==== INFORMATION SHOWN ====

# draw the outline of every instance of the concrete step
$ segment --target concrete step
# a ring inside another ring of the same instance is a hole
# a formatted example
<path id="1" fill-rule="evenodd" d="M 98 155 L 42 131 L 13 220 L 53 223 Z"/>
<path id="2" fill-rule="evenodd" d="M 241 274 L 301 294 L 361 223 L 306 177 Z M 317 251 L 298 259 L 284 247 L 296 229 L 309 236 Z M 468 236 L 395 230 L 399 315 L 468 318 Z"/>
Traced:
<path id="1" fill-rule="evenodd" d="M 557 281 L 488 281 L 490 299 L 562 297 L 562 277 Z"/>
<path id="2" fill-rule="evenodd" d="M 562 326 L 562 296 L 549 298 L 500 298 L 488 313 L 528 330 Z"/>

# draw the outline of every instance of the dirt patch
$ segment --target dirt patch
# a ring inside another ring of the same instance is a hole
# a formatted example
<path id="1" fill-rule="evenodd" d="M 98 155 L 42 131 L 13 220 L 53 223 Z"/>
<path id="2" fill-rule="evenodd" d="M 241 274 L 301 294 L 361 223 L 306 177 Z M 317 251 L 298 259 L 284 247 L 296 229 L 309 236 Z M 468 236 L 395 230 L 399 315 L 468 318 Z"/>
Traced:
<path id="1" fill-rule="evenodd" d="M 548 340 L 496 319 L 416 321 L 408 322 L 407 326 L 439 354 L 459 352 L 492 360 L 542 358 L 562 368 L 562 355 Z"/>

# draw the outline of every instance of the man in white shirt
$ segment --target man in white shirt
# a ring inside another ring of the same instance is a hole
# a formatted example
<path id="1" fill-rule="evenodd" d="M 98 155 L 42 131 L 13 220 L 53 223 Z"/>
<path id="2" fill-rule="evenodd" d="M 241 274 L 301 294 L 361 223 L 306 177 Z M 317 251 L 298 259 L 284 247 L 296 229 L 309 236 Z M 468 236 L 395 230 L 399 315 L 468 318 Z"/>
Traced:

====

(WHAT IS NEEDED): Please copy the data from the line with "# draw the outline of every instance of the dirt" up to and including the line with "548 340 L 496", keeping every line the same.

(RESULT BELOW):
# draw the outline of every instance of the dirt patch
$ segment --target dirt patch
# a ring inside another ring of the same instance is a hole
# a formatted example
<path id="1" fill-rule="evenodd" d="M 98 155 L 42 131 L 13 220 L 53 223 Z"/>
<path id="2" fill-rule="evenodd" d="M 241 274 L 301 294 L 361 223 L 306 177 Z M 317 251 L 298 259 L 284 247 L 296 229 L 309 236 Z M 468 236 L 395 230 L 399 315 L 468 318 Z"/>
Traced:
<path id="1" fill-rule="evenodd" d="M 548 340 L 496 319 L 416 321 L 408 322 L 407 326 L 439 354 L 459 352 L 492 360 L 542 358 L 562 368 L 562 355 Z"/>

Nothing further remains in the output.